» PROVIDED PASSAGE
○ ○ ○ ○ ○

Happy (?!)

May 20, 2013 13:53

Things have been going mighty fine as of lately. The other night, I started to cry, not from depression or hopelessness, but from joy. Pure, unfiltered joy about the way things in my life are going right now.

- Job.

Job is amazing. I don't know why it's different being a caregiver this time around...I'm a different person, in a different point in my life, and I'm a different caregiver. I am not cutting corners, and working 2nd shift, I actually have time to learn who the residents are, and they bring me so much joy, I feel so blessed to know each and every one of them. I love making the money I feel I deserve, and while I certainly get stressed, it's never debilitating stress. Not once have I come home, depressed or angry about the kind of stress I am feeling. It is stress I am willing to feel, because it is substantial stress about things that matter, not about greedy customers, and shitty coworkers. It's about life and death, and the health of fellow human beings.

My coworkers are amazing, too. Some of the best I've ever had. They all pull their weight, and are incredibly sweet and considerate to me, my feelings, and my shortcomings. There are few and far between coworkers I don't care for, but it's so rare that I feel that way about someone, it's hardly worth mentioning.

- Health.

○ ○ ○ ○ ○

Point localization data

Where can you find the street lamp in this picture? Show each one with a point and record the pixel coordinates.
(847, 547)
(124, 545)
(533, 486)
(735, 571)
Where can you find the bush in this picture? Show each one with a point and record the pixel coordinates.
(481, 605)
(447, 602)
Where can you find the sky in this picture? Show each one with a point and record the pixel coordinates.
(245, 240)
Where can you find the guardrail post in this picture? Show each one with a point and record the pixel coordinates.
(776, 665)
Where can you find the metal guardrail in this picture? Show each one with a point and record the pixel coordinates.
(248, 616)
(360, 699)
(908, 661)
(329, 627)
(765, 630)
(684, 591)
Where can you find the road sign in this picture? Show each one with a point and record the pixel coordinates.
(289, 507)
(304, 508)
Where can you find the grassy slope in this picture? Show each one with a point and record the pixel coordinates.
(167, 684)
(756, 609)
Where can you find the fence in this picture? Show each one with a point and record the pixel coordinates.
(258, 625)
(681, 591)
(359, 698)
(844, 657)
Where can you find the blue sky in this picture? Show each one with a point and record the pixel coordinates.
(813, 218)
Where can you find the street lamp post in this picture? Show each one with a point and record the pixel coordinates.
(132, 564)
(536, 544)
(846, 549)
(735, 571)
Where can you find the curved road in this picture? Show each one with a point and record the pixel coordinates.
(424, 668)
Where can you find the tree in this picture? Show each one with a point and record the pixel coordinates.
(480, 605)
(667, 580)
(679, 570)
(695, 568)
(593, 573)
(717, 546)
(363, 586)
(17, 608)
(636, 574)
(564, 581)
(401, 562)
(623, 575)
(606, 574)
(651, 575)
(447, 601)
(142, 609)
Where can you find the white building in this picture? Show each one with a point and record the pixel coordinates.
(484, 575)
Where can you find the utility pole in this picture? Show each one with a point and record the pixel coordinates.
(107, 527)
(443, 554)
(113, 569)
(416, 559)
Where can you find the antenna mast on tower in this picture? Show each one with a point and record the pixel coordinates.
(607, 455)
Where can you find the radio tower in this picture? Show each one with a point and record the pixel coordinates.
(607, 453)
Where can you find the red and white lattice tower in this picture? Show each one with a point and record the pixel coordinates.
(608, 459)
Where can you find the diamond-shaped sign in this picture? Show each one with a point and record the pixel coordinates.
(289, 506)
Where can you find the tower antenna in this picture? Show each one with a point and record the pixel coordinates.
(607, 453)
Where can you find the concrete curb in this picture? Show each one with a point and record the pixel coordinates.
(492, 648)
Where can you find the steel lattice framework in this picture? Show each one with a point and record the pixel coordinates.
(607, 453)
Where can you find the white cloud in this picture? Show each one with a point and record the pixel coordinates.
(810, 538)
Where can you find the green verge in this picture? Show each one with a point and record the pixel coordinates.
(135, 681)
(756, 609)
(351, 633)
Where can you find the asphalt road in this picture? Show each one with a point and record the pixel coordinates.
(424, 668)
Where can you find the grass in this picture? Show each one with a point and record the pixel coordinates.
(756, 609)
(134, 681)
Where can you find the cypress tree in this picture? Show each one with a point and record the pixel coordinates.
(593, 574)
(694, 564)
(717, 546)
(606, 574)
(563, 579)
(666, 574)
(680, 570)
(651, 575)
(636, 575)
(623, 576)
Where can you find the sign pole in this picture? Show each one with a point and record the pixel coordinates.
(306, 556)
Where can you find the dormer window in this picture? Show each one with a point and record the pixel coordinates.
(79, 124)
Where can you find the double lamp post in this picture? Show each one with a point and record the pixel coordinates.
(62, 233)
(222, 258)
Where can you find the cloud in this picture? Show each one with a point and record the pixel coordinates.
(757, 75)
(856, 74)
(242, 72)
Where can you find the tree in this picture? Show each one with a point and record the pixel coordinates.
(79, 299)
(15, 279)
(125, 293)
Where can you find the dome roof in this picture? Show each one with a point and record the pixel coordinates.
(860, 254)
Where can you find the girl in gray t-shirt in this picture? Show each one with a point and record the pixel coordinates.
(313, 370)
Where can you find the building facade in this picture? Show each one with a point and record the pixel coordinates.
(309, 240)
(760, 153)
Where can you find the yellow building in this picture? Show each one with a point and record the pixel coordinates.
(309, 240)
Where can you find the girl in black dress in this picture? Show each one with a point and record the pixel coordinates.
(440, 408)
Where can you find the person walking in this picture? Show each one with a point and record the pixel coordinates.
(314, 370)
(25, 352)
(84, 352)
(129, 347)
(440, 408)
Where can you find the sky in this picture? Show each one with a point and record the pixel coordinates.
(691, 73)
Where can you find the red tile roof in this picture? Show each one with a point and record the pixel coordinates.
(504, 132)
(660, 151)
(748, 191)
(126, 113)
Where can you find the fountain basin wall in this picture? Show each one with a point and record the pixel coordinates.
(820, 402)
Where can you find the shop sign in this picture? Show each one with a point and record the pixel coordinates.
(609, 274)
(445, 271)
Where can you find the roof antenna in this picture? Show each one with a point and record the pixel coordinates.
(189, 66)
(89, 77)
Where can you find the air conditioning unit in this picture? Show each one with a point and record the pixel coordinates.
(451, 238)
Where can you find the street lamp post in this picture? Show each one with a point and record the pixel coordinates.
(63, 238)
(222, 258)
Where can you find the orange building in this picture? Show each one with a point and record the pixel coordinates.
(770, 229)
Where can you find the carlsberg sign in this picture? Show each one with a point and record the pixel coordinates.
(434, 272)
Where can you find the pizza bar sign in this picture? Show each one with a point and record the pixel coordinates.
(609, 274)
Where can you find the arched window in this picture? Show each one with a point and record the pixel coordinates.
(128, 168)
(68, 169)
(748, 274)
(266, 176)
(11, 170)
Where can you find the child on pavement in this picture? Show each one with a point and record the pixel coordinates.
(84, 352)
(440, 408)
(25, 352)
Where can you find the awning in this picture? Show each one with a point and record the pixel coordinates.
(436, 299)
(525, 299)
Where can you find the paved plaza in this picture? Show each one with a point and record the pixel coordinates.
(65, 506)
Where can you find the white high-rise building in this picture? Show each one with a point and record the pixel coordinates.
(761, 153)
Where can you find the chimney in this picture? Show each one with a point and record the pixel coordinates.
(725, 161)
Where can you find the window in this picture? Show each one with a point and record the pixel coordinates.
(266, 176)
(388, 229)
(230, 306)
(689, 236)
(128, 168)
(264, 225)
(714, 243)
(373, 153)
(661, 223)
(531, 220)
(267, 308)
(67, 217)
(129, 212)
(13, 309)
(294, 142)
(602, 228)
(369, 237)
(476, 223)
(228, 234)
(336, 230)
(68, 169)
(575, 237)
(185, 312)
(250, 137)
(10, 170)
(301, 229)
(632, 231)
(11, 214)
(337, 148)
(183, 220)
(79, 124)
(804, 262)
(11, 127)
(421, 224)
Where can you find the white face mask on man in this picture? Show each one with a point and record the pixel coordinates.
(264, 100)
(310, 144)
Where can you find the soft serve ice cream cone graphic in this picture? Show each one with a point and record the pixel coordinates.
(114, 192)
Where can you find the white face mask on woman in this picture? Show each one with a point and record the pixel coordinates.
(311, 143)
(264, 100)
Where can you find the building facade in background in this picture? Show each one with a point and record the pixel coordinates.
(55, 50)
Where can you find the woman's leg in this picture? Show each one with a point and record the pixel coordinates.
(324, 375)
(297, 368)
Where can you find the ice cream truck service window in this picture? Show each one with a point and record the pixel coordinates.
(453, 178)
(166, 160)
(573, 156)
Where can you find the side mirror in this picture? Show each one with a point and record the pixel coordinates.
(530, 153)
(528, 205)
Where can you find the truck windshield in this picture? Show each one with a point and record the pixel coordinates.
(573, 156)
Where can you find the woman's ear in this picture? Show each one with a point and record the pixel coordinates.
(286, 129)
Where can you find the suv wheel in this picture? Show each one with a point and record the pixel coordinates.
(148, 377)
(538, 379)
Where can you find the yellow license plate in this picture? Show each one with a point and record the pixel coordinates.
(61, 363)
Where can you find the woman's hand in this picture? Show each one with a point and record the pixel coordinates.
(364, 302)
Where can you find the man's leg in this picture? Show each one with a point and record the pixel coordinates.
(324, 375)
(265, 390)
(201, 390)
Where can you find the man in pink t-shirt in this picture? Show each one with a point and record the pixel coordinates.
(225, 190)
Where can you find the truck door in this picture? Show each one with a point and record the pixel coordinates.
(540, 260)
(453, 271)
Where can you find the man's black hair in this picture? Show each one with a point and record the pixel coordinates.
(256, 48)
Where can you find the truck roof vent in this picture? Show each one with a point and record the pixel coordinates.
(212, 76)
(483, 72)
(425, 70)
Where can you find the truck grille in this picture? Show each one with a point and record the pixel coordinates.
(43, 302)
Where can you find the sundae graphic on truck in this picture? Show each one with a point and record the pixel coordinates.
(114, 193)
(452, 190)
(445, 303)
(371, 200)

○ ○ ○ ○ ○

» QUESTIONS
- A) Write out the portion of the blog post running between "Job is amazing." and "fellow human beings.", inclusive.
- B) Continue the blog post about being happy from the point where it stops.

» ANSWER LIST
- A)
Job is amazing. I don't know why it's different being a caregiver this time around...I'm a different person, in a different point in my life, and I'm a different caregiver. I am not cutting corners, and working 2nd shift, I actually have time to learn who the residents are, and they bring me so much joy, I feel so blessed to know each and every one of them. I love making the money I feel I deserve, and while I certainly get stressed, it's never debilitating stress. Not once have I come home, depressed or angry about the kind of stress I am feeling. It is stress I am willing to feel, because it is substantial stress about things that matter, not about greedy customers, and shitty coworkers. It's about life and death, and the health of fellow human beings.

- B)
My asthma has been so incredible. After finding the free clinic, and returning to acupuncture, I have had enough energy and lung capacity to feel normal for the first time in years. Hell, for the first time since probably high school am I able to breathe clearly through my nose. I can taste things and smell things consistently for the first time in such a long time, it's like I've got a whole new set of senses. I'm not exercising yet, but the other day I did run around my basement a few times to get some of the restlessness out (and I'm still too neurotic to run outside, where people can see me). It was invigorating, to run for the first time in such a long time, even if it wasn't very much.

- Relationships.

Things between Gabe and I are strong, but also between me and my other friends. Andy, Elsa and I are getting together for writer's groups every other Tuesday, and it's so nice to return to that. Aaron and I are still trying to get together more often, and I miss him. It sounds like Tracy has graduated, and I can see the both of them more often than before. It will be nice.

- Arts.

I am reading, writing, crocheting, and baking often. It makes me feel like I am accomplishing things. I am even learning how to do things with my hair! I have learned some simple updos, so that my hair stays off of my neck at work, and it's been really nice to not have to futz with a ponytail every few minutes. I feel enriched.

This is really the happiest I've been since I can remember. There have been times I have been happy ENOUGH, but it's never been like this- this complete. I hope this will last.

In slightly related news, I have my evaluation coming up on the 23rd. I expressed my concerns to Lori that the new nurse wouldn't be able to give me a decent evaluation, and she said she completely understood where I was coming from, and bumped it back from the end of June. I have to fill out a self-evaluation, and we will kind of compare notes about me, to see what I'm doing well, and what I need to improve upon. I have never done a self-evaluation, and I'm scared and excited to see what Lori thinks. I am also excited about a possible raise.

I work 8 days in a row, and as much as I am enjoying my job, I am going to enjoy it more once this 8 days is over.